It finally dawned on us that they didn’t appreciate our generosity in trying to foist our stuff on them — in some cases, slipping a family heirloom or two into the back seat of their car that they discovered only after returning home. It was especially cheeky of us to interest kids in an item their parents were bound to refuse.
At the time it was gifted to us, we thought a wall piece in the form of a fish was a real hoot. Clap your hands, and the sucker wiggles like you have him on a hook. No grandchild could pass this up. Several men have expressed an interest in adopting this aquatic specimen, but fear the wrath of their spouse if it comes home with them.
We remain ever hopeful about other items and our sales pitch goes something like this:
- This is your great grandmother’s favourite dish and she’d surely spin in her grave to know it will no longer be in the family.
- Well, of course, the silver will need to be cleaned but maybe you’ll win a lottery and can pay someone to keep it shining.
- The head is missing from Uncle Ted’s big pottery dog, but it’s here in a box somewhere, and a package of Gorilla Glue will easily fix that.
- You’ve always admired this painting — now it can be yours.
- This collection of buttons and badges from countless election campaigns represents a lot of history and could be valuable someday. My favourite is This is My Billy Button. Whadya mean you’ve never heard of most of these guys? Neither did the voters at the time.
———
WRITTEN EXERCISE A :: Rewrite the part of the piece about giving away family belongings that opens with the words containing "- This collection" and closes with "at the time.", putting "many political races" in place of "countless election campaigns".
WRITTEN EXERCISE B :: Summarize the piece about giving away family belongings in two sentences.
WRITTEN EXERCISE C :: In the piece about giving away family belongings, what does the fish wall piece do when you clap your hands?
The items after this point aren't needed for anything here.
———
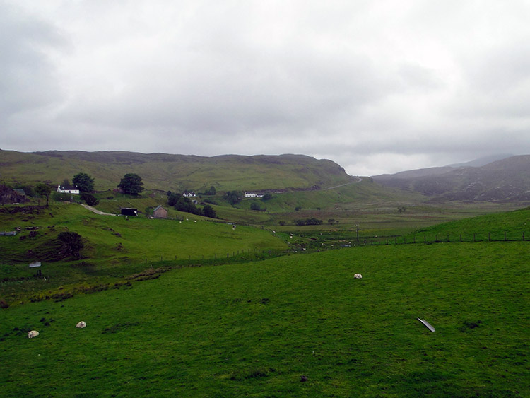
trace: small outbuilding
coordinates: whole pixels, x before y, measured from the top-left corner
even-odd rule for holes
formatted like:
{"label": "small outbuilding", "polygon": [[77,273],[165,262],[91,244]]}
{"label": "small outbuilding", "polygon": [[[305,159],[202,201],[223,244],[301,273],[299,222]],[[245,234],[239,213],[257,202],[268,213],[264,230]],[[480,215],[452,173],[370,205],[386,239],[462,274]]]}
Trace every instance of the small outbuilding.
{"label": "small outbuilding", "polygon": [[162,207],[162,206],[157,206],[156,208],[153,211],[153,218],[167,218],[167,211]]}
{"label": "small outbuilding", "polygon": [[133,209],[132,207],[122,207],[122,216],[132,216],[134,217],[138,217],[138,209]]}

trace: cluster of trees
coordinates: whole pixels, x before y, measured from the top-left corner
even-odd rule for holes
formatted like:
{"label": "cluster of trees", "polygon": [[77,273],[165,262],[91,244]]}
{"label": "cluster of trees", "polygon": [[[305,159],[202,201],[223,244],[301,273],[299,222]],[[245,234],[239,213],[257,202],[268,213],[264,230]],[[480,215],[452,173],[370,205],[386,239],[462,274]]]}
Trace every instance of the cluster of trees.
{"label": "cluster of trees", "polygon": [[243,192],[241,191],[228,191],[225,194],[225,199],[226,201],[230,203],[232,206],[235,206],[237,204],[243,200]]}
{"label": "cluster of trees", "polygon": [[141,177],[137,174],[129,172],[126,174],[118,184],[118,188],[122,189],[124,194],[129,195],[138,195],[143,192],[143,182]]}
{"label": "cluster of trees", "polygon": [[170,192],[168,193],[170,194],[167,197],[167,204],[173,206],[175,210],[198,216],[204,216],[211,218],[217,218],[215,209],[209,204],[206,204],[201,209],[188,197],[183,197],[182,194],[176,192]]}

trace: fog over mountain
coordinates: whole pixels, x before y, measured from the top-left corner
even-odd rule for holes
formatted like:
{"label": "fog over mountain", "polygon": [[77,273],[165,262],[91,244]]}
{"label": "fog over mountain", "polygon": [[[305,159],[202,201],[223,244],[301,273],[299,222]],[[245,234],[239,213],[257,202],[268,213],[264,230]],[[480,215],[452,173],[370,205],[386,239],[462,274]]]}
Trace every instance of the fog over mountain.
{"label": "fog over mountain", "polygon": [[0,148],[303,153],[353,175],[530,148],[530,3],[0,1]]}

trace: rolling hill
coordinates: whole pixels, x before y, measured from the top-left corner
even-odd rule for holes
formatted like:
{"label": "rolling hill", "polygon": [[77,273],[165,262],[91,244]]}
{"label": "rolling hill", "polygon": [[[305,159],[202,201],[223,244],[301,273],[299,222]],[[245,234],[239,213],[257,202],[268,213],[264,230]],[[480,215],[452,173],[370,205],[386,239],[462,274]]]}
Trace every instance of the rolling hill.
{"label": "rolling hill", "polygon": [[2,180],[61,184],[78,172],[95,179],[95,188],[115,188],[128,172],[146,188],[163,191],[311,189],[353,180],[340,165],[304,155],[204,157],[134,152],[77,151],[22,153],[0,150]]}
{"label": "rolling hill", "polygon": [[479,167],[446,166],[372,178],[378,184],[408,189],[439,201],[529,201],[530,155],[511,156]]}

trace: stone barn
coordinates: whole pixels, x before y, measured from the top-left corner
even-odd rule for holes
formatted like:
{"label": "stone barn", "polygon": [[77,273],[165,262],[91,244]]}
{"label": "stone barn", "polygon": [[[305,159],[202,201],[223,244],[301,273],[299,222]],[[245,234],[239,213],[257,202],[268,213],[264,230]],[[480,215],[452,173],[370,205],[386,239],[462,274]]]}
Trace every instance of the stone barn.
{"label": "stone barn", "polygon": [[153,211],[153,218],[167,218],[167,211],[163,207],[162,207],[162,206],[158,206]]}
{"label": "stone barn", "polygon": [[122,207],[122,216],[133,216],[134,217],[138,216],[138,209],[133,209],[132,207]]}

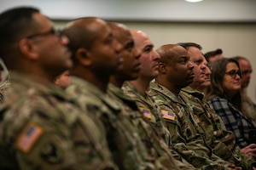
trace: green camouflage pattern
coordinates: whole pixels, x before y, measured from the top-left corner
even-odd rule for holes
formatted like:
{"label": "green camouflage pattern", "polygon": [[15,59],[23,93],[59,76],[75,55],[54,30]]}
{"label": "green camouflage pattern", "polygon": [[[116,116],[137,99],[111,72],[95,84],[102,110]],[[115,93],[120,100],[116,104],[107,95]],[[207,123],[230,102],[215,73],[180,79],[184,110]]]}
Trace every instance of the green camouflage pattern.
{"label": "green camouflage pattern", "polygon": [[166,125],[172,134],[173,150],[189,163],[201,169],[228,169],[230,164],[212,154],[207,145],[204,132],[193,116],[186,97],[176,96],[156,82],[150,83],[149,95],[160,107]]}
———
EXERCISE RESPONSE A ::
- This collection of buttons and badges from many political races represents a lot of history and could be valuable someday. My favourite is This is My Billy Button. Whadya mean you’ve never heard of most of these guys? Neither did the voters at the time.

EXERCISE RESPONSE B :: The writers came to realize that family members didn't appreciate their attempts to push belongings on them, including slipping heirlooms into their cars and tempting kids with items the parents would refuse. Still hopeful, they pitch items such as a great grandmother's favorite dish, silver that needs cleaning, Uncle Ted's headless pottery dog, a painting and a collection of election buttons and badges.

EXERCISE RESPONSE C :: It wiggles as if you have it on a hook.